Extracted text.
☆ ☆ ☆ ☆ ☆

Inherited IRAs (Non-Spouse Beneficiaries)

When an IRA account owner dies, the primary beneficiaries (or contingent beneficiaries, if the primary beneficiary is deceased) inherit the IRA, trumping the will and bypassing probate. If you find yourself a beneficiary in this situation, use the IRS’s Single Life Expectancy table to determine your lifetime required distributions. Your new IRA will be an "inherited IRA," meaning it was not inherited by a spouse.

Non-spouse beneficiaries of Roth IRAs are subject to the same required minimum distribution (RMD) rules as traditional IRAs. However, post-death Roth IRA distributions are generally tax-free, as long as the owner held the account for at least five years (beginning on the first day of the first year in which a contribution was made).

If the decedent had already started taking RMDs, then beneficiaries must implement one of two choices before September of the year following the individual’s death: Either take the RMDs as a lump sum, or take the RMDs according to your age (as the beneficiary) in the Single Life Expectancy table. (In subsequent years, you need not refer to the table. Instead, you can reduce your original factor by 1 and continue to do so each year after.)

If the decedent died before taking any RMDs, then the beneficiaries also have the option of a five-year grace period, regardless of IRA type. This option allows the beneficiary to wait five years before taking any distributions. But at the end of the fifth year, the beneficiary must withdraw all of the assets.

Non-spouse IRA beneficiaries should note the following:

  1. The inherited IRA must be properly titled, and the deceased IRA owner’s name must remain on the account. However, the beneficiary's Social Security number will replace that of the deceased.

☆ ☆ ☆ ☆ ☆

Written task A. Identify each line of the listing that contains the word "Place", and copy those lines.

Data supplied.
☆ ☆ ☆ ☆ ☆

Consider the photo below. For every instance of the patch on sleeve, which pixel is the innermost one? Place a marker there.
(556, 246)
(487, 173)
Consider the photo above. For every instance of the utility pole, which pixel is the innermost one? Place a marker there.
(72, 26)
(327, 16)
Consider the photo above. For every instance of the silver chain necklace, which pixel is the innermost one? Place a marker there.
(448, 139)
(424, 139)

☆ ☆ ☆ ☆ ☆

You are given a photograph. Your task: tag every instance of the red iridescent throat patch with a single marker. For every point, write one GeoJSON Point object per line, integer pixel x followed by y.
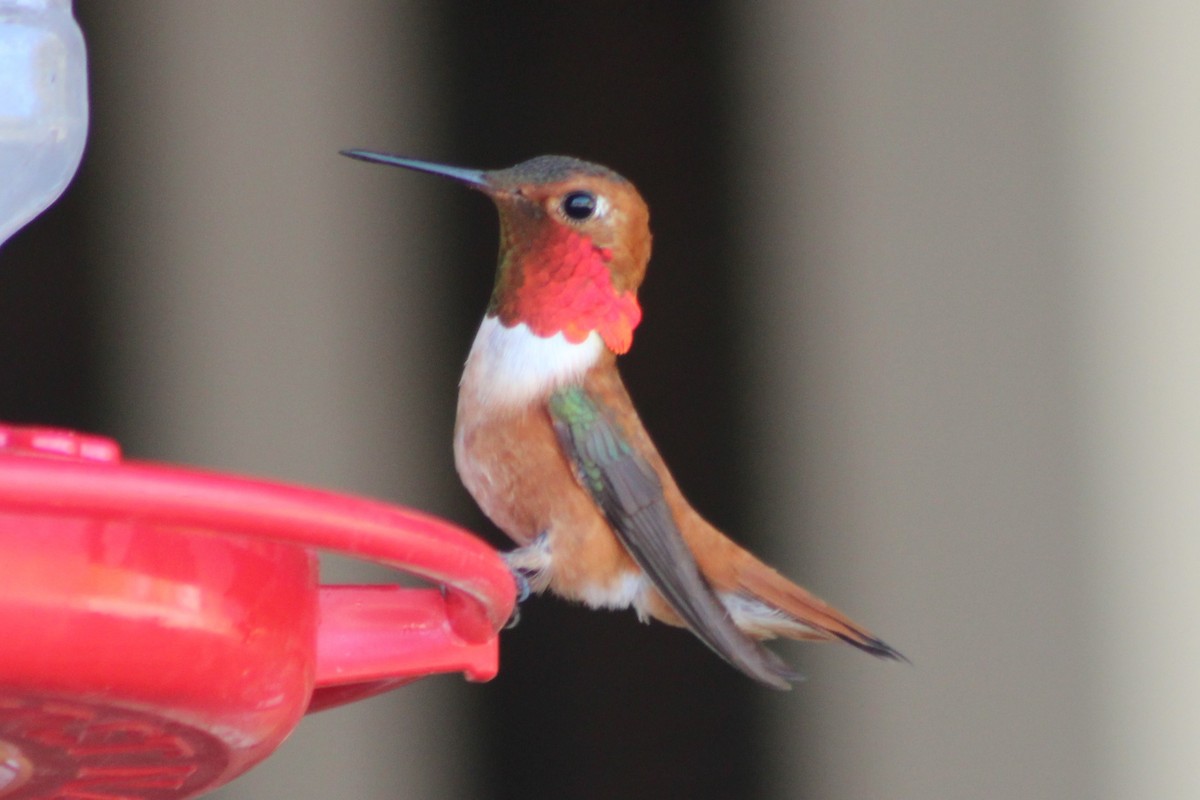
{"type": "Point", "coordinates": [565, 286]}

☆ ☆ ☆ ☆ ☆

Written task B. Give the passage of the inherited IRA text from "Inherited IRAs (Non-Spouse" to "by a spouse." again, switching "probate" to "court review".

Exercise output A.
Consider the photo below. For every instance of the patch on sleeve, which pixel is the innermost one? Place a marker there.
Consider the photo above. For every instance of the utility pole, which pixel is the innermost one? Place a marker there.
Consider the photo above. For every instance of the silver chain necklace, which pixel is the innermost one? Place a marker there.

Exercise output B.
Inherited IRAs (Non-Spouse Beneficiaries)

When an IRA account owner dies, the primary beneficiaries (or contingent beneficiaries, if the primary beneficiary is deceased) inherit the IRA, trumping the will and bypassing court review. If you find yourself a beneficiary in this situation, use the IRS’s Single Life Expectancy table to determine your lifetime required distributions. Your new IRA will be an "inherited IRA," meaning it was not inherited by a spouse.